-- Start Excerpted passage --
# Scroll Saw Woe



## Kierri (27 Aug 2014)

Hi Everyone,

I bought an SIP scroll saw in June and have had endless problems with it. I only bought it to see if I would fall in love with scrolling or not, if I didn't it wasn't too much of a waste and if I did, I could upgrade later. Well ... I've had all sorts of problems, though have managed to create a couple of dodgy things.  But after delving deeper into forum after forum, I have found other people with similar problems. It refuses to hold plain end blades , even though it's supposed to, blade holders falling off willy nilly, loud knocking sounds and oddly proper dodgy in ways I can't describe. Don't get me started on changing blades... Very fiddly & time consuming - though not as bad as some others have experienced. 

So I'm going to get rid and get a proper-ish one. But I want to buy one to last and not be problematic. It seems my only options are the most expensive 2 speed Proxxon, one from Axminster, I think it's variable speed (an 18 I think) or the cheapest Hegner Multicut 1 - single speed.
-- End Excerpted passage --
-- Start Raw records --
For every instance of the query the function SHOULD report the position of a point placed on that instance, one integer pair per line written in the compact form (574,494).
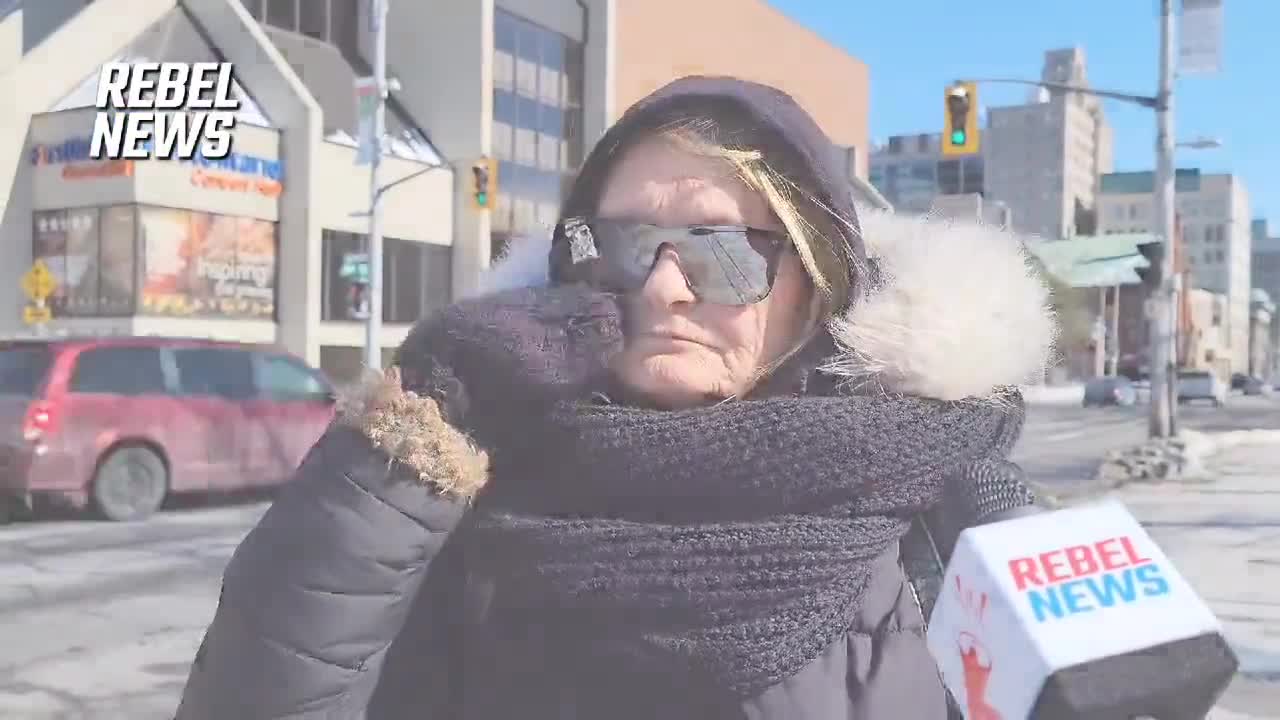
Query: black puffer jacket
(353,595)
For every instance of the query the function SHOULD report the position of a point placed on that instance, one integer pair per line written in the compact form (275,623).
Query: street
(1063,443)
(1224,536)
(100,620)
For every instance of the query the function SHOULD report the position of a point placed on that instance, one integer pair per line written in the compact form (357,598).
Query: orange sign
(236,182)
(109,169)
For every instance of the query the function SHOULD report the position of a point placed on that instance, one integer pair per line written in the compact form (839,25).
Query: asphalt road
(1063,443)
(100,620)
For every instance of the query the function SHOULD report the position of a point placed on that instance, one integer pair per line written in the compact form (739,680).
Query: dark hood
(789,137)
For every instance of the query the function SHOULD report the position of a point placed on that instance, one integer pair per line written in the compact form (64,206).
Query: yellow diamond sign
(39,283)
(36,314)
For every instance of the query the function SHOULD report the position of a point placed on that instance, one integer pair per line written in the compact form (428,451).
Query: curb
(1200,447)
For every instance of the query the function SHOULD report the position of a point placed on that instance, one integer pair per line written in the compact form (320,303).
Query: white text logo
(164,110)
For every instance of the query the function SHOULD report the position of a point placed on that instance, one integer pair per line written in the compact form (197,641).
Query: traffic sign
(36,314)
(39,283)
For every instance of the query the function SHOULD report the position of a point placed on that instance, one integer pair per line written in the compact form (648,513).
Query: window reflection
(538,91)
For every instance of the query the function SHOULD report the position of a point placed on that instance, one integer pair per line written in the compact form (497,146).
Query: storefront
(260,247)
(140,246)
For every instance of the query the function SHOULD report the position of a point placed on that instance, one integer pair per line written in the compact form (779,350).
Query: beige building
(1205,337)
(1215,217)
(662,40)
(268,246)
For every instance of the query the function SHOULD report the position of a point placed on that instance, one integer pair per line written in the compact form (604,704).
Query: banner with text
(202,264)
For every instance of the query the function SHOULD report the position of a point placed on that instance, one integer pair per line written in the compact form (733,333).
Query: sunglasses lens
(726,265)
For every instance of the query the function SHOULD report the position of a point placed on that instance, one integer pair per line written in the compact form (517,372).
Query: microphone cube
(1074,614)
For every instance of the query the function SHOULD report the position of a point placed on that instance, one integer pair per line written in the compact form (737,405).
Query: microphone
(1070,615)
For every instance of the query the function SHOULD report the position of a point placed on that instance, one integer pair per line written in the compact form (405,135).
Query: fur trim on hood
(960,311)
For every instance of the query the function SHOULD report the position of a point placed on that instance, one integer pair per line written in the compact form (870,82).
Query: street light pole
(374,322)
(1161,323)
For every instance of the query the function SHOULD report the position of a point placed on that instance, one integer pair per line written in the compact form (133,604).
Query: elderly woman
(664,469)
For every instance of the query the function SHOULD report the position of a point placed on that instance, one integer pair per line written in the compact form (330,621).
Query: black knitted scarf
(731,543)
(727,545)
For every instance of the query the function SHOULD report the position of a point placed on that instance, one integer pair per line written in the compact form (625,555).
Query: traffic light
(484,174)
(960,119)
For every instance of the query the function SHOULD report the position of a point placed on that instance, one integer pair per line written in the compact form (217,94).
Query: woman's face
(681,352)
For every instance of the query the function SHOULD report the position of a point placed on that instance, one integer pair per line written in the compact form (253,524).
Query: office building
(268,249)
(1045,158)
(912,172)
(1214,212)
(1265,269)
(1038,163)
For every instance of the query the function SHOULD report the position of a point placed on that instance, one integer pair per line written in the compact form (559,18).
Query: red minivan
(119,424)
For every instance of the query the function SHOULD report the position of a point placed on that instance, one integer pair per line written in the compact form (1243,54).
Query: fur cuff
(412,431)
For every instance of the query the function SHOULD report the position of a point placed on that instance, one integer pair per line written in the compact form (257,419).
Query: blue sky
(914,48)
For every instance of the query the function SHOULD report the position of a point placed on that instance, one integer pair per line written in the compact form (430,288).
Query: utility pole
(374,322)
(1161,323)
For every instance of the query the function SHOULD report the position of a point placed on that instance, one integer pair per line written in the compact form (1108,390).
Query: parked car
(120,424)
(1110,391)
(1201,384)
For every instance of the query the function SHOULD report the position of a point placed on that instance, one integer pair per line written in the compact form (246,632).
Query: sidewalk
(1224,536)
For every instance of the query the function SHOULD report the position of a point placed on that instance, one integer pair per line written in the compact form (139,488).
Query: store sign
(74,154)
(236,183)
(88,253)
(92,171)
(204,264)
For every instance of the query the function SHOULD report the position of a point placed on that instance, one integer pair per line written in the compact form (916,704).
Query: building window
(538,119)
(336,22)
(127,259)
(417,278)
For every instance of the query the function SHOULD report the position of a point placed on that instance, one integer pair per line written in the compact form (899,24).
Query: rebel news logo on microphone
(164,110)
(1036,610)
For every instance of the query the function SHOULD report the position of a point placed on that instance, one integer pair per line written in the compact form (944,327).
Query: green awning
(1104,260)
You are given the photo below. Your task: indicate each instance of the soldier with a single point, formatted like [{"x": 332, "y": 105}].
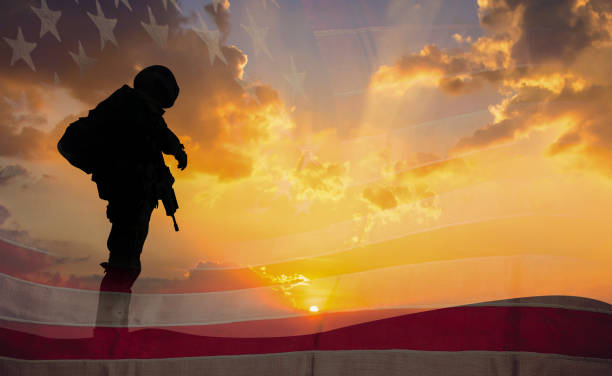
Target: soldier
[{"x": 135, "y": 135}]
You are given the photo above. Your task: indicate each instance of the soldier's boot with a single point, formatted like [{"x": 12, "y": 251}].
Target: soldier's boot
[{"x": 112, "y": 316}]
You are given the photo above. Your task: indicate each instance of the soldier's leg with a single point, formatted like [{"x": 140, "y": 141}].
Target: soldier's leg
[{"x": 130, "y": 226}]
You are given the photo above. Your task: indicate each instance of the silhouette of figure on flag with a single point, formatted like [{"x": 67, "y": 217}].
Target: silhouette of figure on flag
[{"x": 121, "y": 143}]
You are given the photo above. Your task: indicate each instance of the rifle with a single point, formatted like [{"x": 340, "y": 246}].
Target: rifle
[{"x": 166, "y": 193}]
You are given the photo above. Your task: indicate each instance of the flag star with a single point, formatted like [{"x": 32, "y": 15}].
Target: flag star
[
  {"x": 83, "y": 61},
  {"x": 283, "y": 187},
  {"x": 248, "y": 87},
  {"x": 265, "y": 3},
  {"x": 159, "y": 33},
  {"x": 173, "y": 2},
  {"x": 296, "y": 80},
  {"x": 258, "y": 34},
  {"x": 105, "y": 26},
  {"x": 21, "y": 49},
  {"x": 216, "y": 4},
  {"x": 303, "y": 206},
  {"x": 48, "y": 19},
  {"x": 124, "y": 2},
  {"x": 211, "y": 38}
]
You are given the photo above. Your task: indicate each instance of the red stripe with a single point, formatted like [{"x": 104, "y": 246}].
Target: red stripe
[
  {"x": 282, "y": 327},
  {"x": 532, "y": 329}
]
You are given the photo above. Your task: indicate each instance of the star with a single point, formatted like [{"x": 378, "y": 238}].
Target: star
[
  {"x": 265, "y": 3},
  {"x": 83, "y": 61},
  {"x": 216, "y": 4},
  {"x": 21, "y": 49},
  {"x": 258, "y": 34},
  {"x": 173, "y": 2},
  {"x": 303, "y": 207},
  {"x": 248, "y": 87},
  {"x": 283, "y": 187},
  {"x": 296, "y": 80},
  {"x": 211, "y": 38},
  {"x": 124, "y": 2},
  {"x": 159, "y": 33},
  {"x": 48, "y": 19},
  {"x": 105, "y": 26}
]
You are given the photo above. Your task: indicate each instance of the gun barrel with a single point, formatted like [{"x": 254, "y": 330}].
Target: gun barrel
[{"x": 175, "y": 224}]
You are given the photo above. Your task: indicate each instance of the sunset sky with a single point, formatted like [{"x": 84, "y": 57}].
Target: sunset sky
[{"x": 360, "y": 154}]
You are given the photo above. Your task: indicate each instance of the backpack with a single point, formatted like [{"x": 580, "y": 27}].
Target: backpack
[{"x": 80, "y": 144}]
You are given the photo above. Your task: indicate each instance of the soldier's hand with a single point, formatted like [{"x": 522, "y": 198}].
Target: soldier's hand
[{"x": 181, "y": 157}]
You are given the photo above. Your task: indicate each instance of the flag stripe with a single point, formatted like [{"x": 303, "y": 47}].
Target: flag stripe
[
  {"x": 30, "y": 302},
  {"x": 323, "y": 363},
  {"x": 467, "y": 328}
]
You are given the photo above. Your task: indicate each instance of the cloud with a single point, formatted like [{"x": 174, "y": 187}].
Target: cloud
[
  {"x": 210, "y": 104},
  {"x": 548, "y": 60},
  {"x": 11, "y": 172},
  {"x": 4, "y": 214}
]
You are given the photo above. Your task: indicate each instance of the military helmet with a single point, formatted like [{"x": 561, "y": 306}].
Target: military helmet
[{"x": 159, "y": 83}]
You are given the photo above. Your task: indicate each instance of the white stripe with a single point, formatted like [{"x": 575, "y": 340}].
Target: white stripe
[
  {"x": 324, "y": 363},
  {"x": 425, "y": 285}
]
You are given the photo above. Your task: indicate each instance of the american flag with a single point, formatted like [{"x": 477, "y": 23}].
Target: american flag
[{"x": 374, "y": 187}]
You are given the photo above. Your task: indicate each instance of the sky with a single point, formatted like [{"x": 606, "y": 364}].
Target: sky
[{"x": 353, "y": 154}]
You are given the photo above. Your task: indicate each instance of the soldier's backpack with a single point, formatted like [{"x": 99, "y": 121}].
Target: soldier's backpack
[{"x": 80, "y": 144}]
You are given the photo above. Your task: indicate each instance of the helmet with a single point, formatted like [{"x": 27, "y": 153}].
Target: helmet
-- End Raw records --
• Required work
1. Name each scroll saw that the scroll saw forum post lists as an option for the upgrade.
2. Transcribe the scroll saw forum post from "## Kierri (27" to "others have experienced.".
3. Pick up the scroll saw forum post after its final sentence and write what comes next.

• Response list
1.
- The most expensive two-speed Proxxon
- One from Axminster, thought to be variable speed (an 18)
- The cheapest Hegner Multicut 1, single speed

2.
## Kierri (27 Aug 2014)

Hi Everyone,

I bought an SIP scroll saw in June and have had endless problems with it. I only bought it to see if I would fall in love with scrolling or not, if I didn't it wasn't too much of a waste and if I did, I could upgrade later. Well ... I've had all sorts of problems, though have managed to create a couple of dodgy things.  But after delving deeper into forum after forum, I have found other people with similar problems. It refuses to hold plain end blades , even though it's supposed to, blade holders falling off willy nilly, loud knocking sounds and oddly proper dodgy in ways I can't describe. Don't get me started on changing blades... Very fiddly & time consuming - though not as bad as some others have experienced.

3.
I hear the Proxxon is easy to blade change, due to being able to slide the table back to reveal the holder, and is less likely to vibrate the house down. They're all roughly the same price & I found myself leaning towards all of them at one time or another, but then reading bad reviews. 

Which one would you recommend or an alternative, please?

Thank you 

Kierri x


----------



## Stooby (27 Aug 2014)

My initial scroll saw was the dremel one. It took pinned blades, was noisy but a great introduction. I upgraded to the Axminster trade 18inch model and it is fantastic. Variable speed, takes pinless blades, cuts great. Only issue and not a big one is the quick release clamps, they would be bought separately. I am getting on great and thoroughly recommend it. I have no other experience with other saws but for the price am well pleased with this saw.


----------



## Claymore (27 Aug 2014)

........


----------



## Stooby (27 Aug 2014)

Where did you get the levers from Brian, I would be interested in them.


----------



## Barnum (27 Aug 2014)

If you're set on buying a new machine, that'll probably sort your problems. If not, you could replace the blade holders: I've got a crumby Parkside saw that originally could only take pin ends. However, I bought an Olson Conversion kit which allows it to take pinless blades by replacing the two blade clamps. It was a little fiddley to install, and the blades are clamped using an allen key so it's not as quick and easy as purpose-built pinless systems. However, it now does the job very well and has enabled me to be much more ambitious and was only £25 or so.


----------



## Claymore (27 Aug 2014)

........


----------



## bugbear (27 Aug 2014)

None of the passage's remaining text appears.